> [Excerpt]:

******************************

Oaxaca decomposition result suggests that about 85% male-female difference in HCE is explained by the difference in the distribution of socio-economic and demographic factors. Type of education, type of disease, level of care and hospital duration is contributing towards widening the gender gap in HCE. The contribution of the duration of hospitalization towards widening gap was the highest (about 35 %): it explain that the distribution of duration of stay in hospital is more favorable to males than female. Next was the type of disease (27%), education (26%), Level of care (12%). About 18% of the difference was explained by the effect of determinants (coefficient). The positive contribution by age group, sector, education etc. indicates that effects of these factors are responsible for wider gender gap in HCE.
Discussion and conclusion
Gender disparity in HEC is a critical challenge to improve the women health status in India. This study made a comprehensive effort to document Change and the Factors Explaining the Gender Differences in Health Care Expenditure in India. Our findings reveal that in spite of considerable progress in socio-economic and demographic transition in India, the Gender differences in health spending increased in the latest period, 2014 compared to an earlier period, 2004. Gender disparity in HCE is varied among the all-India states. Northern states such as Punjab Haryana, Uttar Pradesh and Bihar shows higher gender disparity whereas northeast states and some central states such as Assam, Chhattisgarh, Jharkhand, Manipur Meghalaya, Mizoram and Uttaranchal shows less disparity between male-female HCE for hospitalization.
Results suggest that about 84% gender difference in HCE is due to male-female difference in socio-economic, demographic and healthcare-related factors. Type of education, type of disease, level of care and duration of stay in hospital are contributing towards widening the male-female gap in HCE. And 18 % difference in male-female HCE is due to the effect of these factors on HCE. Thus the contribution by coefficient represents the genuine role of gender in OOP expenditure, i.e., less is spent on female health because of the notion that female health is not as important as male health.

******************************

> [Information shown]:
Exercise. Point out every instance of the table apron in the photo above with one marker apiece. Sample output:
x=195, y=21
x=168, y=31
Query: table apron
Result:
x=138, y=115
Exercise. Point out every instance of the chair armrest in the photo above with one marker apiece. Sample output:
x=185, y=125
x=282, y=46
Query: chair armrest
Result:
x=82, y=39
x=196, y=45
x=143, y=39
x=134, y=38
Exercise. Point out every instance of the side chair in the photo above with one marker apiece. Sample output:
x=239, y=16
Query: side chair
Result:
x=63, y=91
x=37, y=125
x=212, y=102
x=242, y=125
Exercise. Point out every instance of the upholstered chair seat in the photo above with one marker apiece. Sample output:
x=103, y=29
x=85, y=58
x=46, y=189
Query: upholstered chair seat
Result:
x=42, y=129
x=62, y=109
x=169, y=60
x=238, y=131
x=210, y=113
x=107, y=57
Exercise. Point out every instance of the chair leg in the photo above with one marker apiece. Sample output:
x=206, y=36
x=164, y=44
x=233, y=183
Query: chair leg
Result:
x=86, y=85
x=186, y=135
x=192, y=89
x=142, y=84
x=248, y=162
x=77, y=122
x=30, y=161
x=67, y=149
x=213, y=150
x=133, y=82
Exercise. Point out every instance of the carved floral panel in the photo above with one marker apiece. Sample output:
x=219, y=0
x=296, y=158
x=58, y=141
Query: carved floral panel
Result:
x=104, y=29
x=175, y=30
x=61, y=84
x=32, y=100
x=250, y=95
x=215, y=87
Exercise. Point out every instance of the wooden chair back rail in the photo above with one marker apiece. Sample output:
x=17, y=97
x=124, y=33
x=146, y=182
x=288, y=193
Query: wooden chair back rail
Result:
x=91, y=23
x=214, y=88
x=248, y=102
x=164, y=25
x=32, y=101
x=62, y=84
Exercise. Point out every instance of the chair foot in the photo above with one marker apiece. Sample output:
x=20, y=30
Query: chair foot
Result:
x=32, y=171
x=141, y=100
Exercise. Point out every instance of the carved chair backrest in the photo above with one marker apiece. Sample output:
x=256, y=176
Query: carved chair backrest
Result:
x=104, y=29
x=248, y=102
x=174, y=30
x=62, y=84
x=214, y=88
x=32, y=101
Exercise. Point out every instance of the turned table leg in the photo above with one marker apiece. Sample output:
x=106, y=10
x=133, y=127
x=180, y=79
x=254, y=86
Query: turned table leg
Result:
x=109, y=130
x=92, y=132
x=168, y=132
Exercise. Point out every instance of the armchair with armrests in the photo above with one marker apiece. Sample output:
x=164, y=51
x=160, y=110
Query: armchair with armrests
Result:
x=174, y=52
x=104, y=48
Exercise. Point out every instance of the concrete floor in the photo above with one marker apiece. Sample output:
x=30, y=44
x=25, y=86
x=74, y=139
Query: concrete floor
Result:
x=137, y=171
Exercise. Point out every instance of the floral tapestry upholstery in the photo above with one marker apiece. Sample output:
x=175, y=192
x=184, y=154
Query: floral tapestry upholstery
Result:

******************************

> [Tasks]:
1. Answer from the excerpt on gender differences in health care expenditure in India:
(a) Which two years does the study compare, and in which one was the gender difference in health spending larger?
(b) Which northern states show higher gender disparity in HCE?
(c) According to the excerpt, what does the contribution by coefficient represent?
2. Write the next part of the excerpt on gender differences in health care expenditure in India, picking up after its final sentence.

> [Results by task]:
1.
(a) 2004 and 2014. The gender difference was larger in 2014.
(b) Punjab, Haryana, Uttar Pradesh and Bihar.
(c) It represents the genuine role of gender in OOP expenditure: less is spent on female health because of the notion that female health is not as important as male health.

2.
Overall, the findings suggest that increase in the education of the women is the main factor explaining the Gender difference in health care spending. Thus, removing intra-group inequalities in the educational status of women is a must to eliminate Gender differences in healthcare spending because “within women inequalities” contributed in bulk to overall Gender differences in health spending. To reduce the gap between male-female OOP expenditure, we need to economically empower the women through improving education status and changes in gender attitude. Out of pocket HCE in India higher in the world, around 71 % expenditure is out of pocket made by household. There is a need to reduce the gap between male-female OOP expenditure through improving the quality of care and providing subsidies in public hospitals to targeting gender discriminatory behavior against women. Therefore, the Policies and Programme aiming to eliminate Gender Differences in health spending must focus on women in deprived social and economic groups and improve their education and increase public health care facilities for treating their illness or ailments.